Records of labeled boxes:

···

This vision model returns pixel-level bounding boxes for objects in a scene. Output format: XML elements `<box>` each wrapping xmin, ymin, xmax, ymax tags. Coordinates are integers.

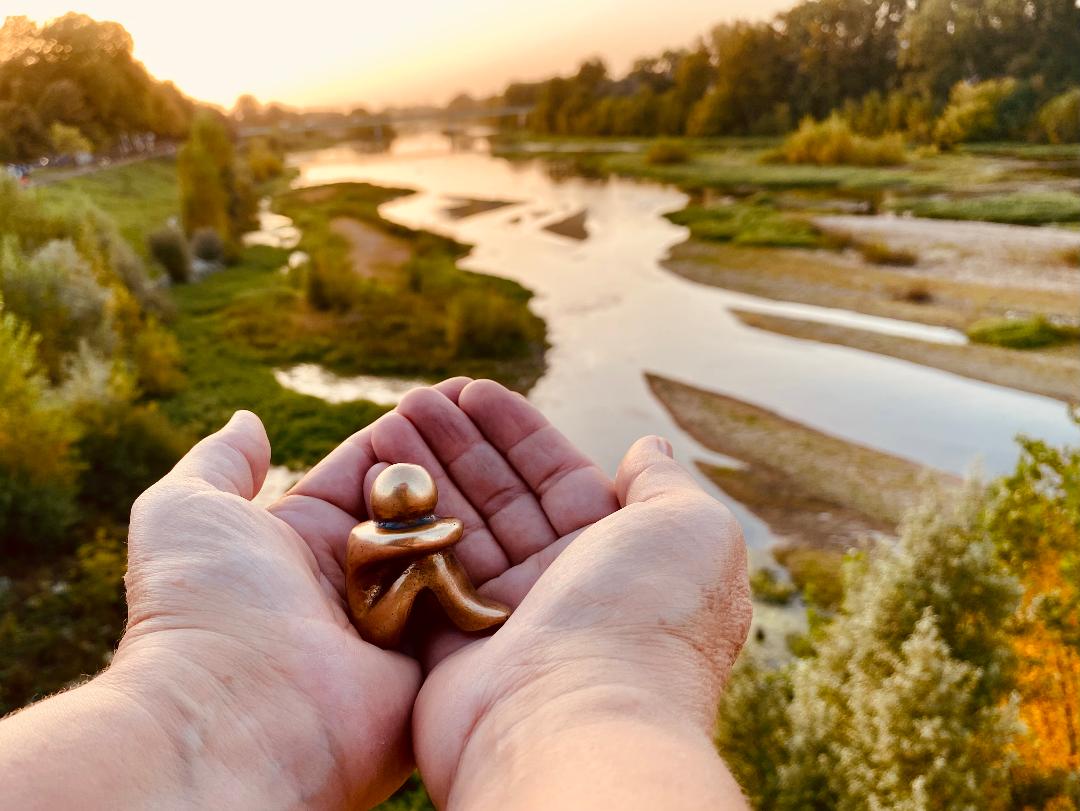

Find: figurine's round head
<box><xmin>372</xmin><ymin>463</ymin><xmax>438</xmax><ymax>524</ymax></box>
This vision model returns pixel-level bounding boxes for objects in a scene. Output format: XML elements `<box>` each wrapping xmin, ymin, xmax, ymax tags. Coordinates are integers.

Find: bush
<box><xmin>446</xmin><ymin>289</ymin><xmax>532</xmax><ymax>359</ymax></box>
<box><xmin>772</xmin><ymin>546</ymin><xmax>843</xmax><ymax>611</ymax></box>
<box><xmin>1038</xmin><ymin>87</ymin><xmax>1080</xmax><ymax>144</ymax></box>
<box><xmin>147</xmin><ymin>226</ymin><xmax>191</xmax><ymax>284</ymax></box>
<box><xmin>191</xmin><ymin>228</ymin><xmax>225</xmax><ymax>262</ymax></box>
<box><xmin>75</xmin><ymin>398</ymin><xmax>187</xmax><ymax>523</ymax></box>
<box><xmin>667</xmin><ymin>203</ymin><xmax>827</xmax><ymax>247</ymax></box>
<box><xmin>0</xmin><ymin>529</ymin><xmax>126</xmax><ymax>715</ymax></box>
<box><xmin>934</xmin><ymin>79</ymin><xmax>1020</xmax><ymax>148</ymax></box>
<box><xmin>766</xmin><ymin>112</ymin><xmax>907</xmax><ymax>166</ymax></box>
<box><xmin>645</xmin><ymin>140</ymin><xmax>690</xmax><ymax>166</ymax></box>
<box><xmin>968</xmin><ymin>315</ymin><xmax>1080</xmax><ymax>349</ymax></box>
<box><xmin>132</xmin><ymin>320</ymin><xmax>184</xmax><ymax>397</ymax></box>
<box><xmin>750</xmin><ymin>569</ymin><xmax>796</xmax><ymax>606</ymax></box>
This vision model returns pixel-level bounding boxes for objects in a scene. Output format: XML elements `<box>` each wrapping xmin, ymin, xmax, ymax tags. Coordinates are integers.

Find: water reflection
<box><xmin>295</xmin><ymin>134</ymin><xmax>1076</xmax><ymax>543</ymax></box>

···

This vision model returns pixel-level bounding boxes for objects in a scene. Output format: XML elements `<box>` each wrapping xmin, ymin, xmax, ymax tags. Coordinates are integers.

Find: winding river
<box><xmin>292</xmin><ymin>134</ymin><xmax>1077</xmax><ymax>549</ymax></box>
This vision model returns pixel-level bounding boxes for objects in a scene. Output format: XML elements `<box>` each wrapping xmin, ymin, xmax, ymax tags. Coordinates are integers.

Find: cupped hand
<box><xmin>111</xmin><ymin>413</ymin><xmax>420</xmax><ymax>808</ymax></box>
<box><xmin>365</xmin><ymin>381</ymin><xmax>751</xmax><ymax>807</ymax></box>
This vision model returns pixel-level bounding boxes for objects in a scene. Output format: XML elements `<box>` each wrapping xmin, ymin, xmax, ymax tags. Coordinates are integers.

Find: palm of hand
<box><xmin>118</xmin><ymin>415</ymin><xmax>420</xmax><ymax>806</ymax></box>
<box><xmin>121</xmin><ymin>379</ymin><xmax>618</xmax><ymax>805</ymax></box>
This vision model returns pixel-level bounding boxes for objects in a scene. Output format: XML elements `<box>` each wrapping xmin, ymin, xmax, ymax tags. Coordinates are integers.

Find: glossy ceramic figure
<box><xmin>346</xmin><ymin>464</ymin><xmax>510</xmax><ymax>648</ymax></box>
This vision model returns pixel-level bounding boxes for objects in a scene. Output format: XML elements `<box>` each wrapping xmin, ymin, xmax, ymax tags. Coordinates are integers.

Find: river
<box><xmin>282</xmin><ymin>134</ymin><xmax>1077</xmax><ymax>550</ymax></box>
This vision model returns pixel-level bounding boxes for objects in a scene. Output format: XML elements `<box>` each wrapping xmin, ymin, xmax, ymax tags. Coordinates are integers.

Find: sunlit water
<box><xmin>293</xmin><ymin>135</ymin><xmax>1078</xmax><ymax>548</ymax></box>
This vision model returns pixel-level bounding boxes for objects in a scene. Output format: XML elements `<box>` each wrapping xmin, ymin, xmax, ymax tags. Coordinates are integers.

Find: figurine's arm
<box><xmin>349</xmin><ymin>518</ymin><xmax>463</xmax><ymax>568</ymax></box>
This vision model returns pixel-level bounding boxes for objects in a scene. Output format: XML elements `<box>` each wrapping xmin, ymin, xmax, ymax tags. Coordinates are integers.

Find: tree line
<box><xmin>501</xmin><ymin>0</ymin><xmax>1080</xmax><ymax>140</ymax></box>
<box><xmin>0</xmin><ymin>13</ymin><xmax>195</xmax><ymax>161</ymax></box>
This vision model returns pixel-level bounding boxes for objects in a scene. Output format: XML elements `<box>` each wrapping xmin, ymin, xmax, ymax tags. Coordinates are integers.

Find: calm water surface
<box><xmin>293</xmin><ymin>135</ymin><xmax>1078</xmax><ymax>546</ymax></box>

···

Gather every line of the records above that contains the word "water".

Find: water reflection
Find: sunlit water
Find: calm water surface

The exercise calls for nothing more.